What you have to do: Reproduce all of the data that follows, character for character.

Source data:

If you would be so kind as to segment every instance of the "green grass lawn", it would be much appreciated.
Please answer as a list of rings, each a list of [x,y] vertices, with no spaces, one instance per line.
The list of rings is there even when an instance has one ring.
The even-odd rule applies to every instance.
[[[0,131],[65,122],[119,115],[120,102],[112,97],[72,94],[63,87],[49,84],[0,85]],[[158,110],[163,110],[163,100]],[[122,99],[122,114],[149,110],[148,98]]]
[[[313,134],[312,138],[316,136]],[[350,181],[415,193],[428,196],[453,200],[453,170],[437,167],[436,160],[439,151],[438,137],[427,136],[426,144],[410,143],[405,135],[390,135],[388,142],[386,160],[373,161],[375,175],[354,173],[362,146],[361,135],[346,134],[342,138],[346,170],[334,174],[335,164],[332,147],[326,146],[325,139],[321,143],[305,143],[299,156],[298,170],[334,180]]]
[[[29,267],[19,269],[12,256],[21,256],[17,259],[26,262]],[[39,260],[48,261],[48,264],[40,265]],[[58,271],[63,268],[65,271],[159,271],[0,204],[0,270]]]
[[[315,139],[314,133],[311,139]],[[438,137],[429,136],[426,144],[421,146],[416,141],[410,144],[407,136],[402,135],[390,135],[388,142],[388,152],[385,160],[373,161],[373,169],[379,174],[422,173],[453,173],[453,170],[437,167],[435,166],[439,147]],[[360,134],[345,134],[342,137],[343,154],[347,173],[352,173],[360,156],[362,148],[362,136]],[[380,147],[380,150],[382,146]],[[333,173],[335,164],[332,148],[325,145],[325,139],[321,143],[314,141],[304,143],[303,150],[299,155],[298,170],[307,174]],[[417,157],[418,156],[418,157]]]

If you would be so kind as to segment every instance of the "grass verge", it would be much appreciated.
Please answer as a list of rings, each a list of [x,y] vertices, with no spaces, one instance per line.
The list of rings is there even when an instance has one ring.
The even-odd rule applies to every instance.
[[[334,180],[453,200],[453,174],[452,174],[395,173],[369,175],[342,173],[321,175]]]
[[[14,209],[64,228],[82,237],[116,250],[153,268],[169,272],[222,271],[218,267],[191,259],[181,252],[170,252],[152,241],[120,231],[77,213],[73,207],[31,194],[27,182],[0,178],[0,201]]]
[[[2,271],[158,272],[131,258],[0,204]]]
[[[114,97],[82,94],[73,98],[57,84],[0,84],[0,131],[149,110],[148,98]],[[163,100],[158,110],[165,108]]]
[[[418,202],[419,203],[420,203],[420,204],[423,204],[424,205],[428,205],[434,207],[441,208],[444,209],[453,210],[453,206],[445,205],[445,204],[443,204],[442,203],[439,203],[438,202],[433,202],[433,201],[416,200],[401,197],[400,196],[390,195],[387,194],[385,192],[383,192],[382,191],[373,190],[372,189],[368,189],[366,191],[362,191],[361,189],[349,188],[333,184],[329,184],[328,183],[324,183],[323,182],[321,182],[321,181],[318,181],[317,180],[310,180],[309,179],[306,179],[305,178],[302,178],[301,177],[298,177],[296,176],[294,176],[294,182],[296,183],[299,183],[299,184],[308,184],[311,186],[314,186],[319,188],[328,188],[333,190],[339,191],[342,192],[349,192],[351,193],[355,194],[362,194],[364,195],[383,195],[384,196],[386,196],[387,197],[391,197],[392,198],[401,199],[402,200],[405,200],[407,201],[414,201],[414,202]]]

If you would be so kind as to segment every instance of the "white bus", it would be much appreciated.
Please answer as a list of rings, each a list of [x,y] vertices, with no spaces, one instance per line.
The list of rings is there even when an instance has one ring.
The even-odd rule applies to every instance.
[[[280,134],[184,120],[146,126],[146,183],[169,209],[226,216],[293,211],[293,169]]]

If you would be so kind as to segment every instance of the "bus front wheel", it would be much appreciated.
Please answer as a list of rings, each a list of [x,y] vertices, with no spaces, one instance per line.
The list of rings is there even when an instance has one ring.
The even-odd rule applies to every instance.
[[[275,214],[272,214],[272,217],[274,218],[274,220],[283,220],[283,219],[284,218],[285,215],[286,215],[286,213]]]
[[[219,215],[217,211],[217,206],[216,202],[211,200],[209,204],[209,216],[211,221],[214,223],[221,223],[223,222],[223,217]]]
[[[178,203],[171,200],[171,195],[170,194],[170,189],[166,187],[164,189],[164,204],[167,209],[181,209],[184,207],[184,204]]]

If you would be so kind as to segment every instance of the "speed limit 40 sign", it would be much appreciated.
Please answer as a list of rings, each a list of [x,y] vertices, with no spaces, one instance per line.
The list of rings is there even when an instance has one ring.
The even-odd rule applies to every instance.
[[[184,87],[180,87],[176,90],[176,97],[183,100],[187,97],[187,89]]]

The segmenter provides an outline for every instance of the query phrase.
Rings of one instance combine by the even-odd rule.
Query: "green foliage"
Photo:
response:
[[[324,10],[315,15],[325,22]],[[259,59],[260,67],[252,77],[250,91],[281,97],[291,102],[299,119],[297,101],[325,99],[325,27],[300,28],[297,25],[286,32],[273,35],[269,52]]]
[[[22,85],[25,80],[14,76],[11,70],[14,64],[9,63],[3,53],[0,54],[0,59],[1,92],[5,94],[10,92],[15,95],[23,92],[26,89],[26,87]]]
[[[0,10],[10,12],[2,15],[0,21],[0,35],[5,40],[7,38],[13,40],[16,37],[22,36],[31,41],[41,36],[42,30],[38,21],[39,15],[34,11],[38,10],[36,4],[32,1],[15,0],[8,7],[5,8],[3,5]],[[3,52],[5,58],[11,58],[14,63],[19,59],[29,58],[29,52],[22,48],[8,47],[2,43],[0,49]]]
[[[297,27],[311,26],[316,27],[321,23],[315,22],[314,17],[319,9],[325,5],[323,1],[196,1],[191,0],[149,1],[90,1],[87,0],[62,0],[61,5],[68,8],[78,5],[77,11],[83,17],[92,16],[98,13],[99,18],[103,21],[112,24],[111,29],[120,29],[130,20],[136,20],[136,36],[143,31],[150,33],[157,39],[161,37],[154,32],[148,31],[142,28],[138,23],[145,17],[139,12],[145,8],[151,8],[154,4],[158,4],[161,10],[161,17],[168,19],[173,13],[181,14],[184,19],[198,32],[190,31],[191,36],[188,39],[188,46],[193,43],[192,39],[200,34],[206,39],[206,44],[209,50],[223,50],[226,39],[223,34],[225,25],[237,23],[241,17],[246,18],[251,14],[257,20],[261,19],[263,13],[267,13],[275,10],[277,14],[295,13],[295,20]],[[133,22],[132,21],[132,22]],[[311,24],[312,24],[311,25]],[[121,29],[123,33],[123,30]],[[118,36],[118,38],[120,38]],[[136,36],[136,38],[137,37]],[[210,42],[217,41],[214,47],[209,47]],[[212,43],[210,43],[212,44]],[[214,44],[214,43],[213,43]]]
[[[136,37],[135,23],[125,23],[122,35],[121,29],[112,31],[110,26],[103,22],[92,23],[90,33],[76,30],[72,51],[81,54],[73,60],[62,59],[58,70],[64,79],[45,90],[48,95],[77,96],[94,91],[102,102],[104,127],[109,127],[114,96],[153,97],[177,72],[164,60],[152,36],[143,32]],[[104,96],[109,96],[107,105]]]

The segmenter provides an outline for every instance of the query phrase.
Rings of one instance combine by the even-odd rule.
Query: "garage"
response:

Expected output:
If you would be so kind as to segment every instance of the "green grass lawn", it would be much appreciated.
Please answer as a list of rings, each a list of [x,y] vertices, with no spaces, one instance per line.
The list of rings is there even when an instance has one ring.
The even-odd rule applies to every instance.
[[[0,131],[65,122],[119,115],[120,102],[112,97],[72,94],[63,87],[49,84],[0,85]],[[158,110],[163,110],[163,100]],[[122,99],[122,114],[149,110],[148,98]]]
[[[313,134],[312,138],[316,136]],[[350,181],[415,193],[428,196],[453,200],[453,170],[437,167],[436,160],[439,151],[438,137],[427,136],[426,144],[410,143],[405,135],[390,135],[388,142],[386,160],[373,161],[375,175],[354,173],[362,146],[361,135],[346,134],[342,138],[346,170],[334,174],[335,164],[332,147],[326,146],[325,139],[321,143],[305,143],[299,156],[298,170],[334,180]]]
[[[29,267],[19,269],[12,256],[21,256],[17,259],[26,262]],[[39,260],[48,261],[48,264],[40,265]],[[58,271],[63,268],[65,271],[159,271],[0,204],[0,270]]]
[[[315,139],[314,133],[311,139]],[[438,137],[429,136],[426,144],[421,146],[416,141],[410,144],[407,136],[402,135],[390,135],[388,142],[388,152],[385,160],[373,161],[373,169],[379,174],[422,173],[453,173],[453,170],[437,167],[435,166],[439,147]],[[360,134],[345,134],[342,137],[343,154],[347,173],[352,173],[360,156],[362,148],[362,136]],[[380,147],[380,150],[382,146]],[[333,173],[335,164],[332,148],[325,145],[325,139],[321,143],[314,141],[304,143],[303,150],[299,155],[298,170],[307,174]],[[417,157],[418,156],[418,157]]]

If you would be so kind as to segment every instance of the "grass verge", it would be much appreciated.
Please answer as a list of rings, each a list of [x,y] vertices, with no spaces, one instance per line.
The list of rings is there even when an instance has one ring.
The even-odd rule applies to every instance.
[[[334,180],[453,200],[453,174],[452,174],[395,173],[369,175],[342,173],[321,175]]]
[[[14,209],[64,228],[82,237],[116,250],[153,268],[169,272],[222,271],[218,267],[191,259],[181,252],[170,252],[152,241],[120,231],[77,213],[73,207],[31,194],[27,182],[0,178],[0,201]]]
[[[2,271],[158,272],[131,258],[0,204]]]
[[[114,97],[82,94],[73,98],[57,84],[0,84],[0,131],[149,110],[148,98]],[[163,100],[158,110],[165,108]]]
[[[418,202],[419,203],[420,203],[420,204],[423,204],[424,205],[428,205],[434,207],[441,208],[444,209],[453,210],[453,206],[445,205],[445,204],[443,204],[442,203],[439,203],[438,202],[433,202],[433,201],[416,200],[401,197],[400,196],[390,195],[387,194],[385,192],[383,192],[382,191],[373,190],[372,189],[368,189],[366,191],[362,191],[361,189],[349,188],[333,184],[329,184],[328,183],[324,183],[323,182],[321,182],[321,181],[318,181],[317,180],[310,180],[309,179],[306,179],[305,178],[302,178],[301,177],[298,177],[296,176],[294,176],[294,182],[296,183],[299,183],[299,184],[308,184],[311,186],[314,186],[319,188],[328,188],[333,190],[339,191],[342,192],[349,192],[351,193],[355,194],[362,194],[364,195],[383,195],[384,196],[386,196],[387,197],[391,197],[392,198],[401,199],[402,200],[405,200],[407,201],[414,201],[414,202]]]

If you would be so kind as to segment every instance of the "white bus", it would be much appreciated.
Please answer as a list of rings, each a list of [x,y] vertices, with no spaces, one instance per line.
The list of rings is there even when an instance has one ring.
The even-odd rule applies to every instance.
[[[280,134],[184,120],[146,126],[146,183],[169,209],[226,216],[293,211],[293,169]]]

If you would be so kind as to segment every instance of the "bus front wheel", it would be much appreciated.
Please answer as a list of rings, each a list of [x,y] vertices, with no spaces, one instance per line.
The list of rings is there even when an instance has one ring.
The even-odd rule applies to every instance.
[[[275,214],[272,214],[272,217],[274,218],[274,220],[283,220],[283,219],[284,218],[285,215],[286,215],[286,213]]]
[[[219,215],[217,211],[217,206],[216,202],[211,200],[209,204],[209,216],[211,221],[214,223],[221,223],[223,222],[223,217]]]
[[[178,203],[171,200],[171,195],[170,194],[170,189],[166,187],[164,189],[164,204],[167,209],[181,209],[184,207],[184,204]]]

If you would be so kind as to segment every instance of the "speed limit 40 sign", it would be much appreciated.
Please answer as a list of rings, each a list of [x,y] vertices, with no spaces, one instance per line.
The list of rings is there even when an instance has one ring.
The even-odd rule applies to every instance.
[[[184,87],[180,87],[176,90],[176,97],[183,100],[187,97],[187,89]]]

The segmenter provides an outline for every instance of the query phrase.
Rings of one instance combine by the even-odd rule.
Query: "green foliage"
Photo:
response:
[[[324,10],[315,15],[325,22]],[[259,59],[260,67],[252,77],[250,91],[281,97],[291,102],[299,119],[297,101],[325,99],[325,27],[300,28],[297,25],[286,32],[273,35],[269,52]]]
[[[22,85],[25,80],[14,76],[11,70],[14,64],[9,63],[3,53],[0,54],[0,59],[1,92],[5,94],[10,92],[15,95],[23,92],[26,89],[26,87]]]
[[[0,10],[10,12],[2,15],[0,21],[0,35],[5,40],[7,38],[13,40],[16,37],[22,36],[31,41],[41,36],[42,30],[38,21],[39,15],[34,11],[38,10],[36,4],[32,1],[15,0],[8,7],[5,8],[3,5]],[[3,52],[5,58],[11,58],[14,63],[19,59],[29,58],[29,52],[22,48],[8,47],[2,43],[0,49]]]
[[[297,27],[311,26],[316,27],[321,23],[315,22],[314,17],[319,9],[325,5],[323,1],[196,1],[191,0],[149,1],[90,1],[87,0],[62,0],[61,5],[68,8],[78,5],[77,11],[83,17],[92,16],[98,13],[99,18],[103,21],[112,24],[111,29],[120,29],[130,20],[136,20],[136,36],[143,31],[150,33],[157,39],[161,37],[154,32],[148,31],[142,28],[138,23],[145,17],[139,12],[145,8],[151,8],[154,4],[158,4],[161,10],[161,17],[168,19],[173,13],[181,14],[184,19],[198,32],[190,31],[191,36],[188,39],[188,46],[193,43],[192,39],[200,34],[206,39],[206,44],[209,50],[223,50],[226,39],[223,34],[225,25],[237,23],[241,17],[246,18],[251,14],[257,20],[261,19],[263,13],[267,13],[275,10],[277,14],[295,13],[295,20]],[[133,22],[132,21],[132,22]],[[311,24],[312,24],[311,25]],[[121,29],[123,33],[123,30]],[[118,36],[118,38],[120,38]],[[136,36],[136,38],[137,37]],[[210,42],[217,41],[214,47],[209,47]],[[212,43],[210,43],[212,44]],[[214,44],[214,43],[213,43]]]
[[[136,37],[135,23],[125,23],[122,35],[121,29],[112,31],[110,26],[103,22],[92,23],[90,33],[76,30],[72,51],[81,54],[73,60],[62,59],[58,70],[64,79],[45,90],[48,95],[77,96],[94,91],[102,102],[104,127],[109,127],[114,96],[153,97],[177,72],[164,60],[152,36],[143,32]],[[104,96],[109,96],[107,105]]]

The segmenter provides an outline for every instance of the query phrase.
Rings of one instance combine by the even-odd rule.
Query: "garage"
response:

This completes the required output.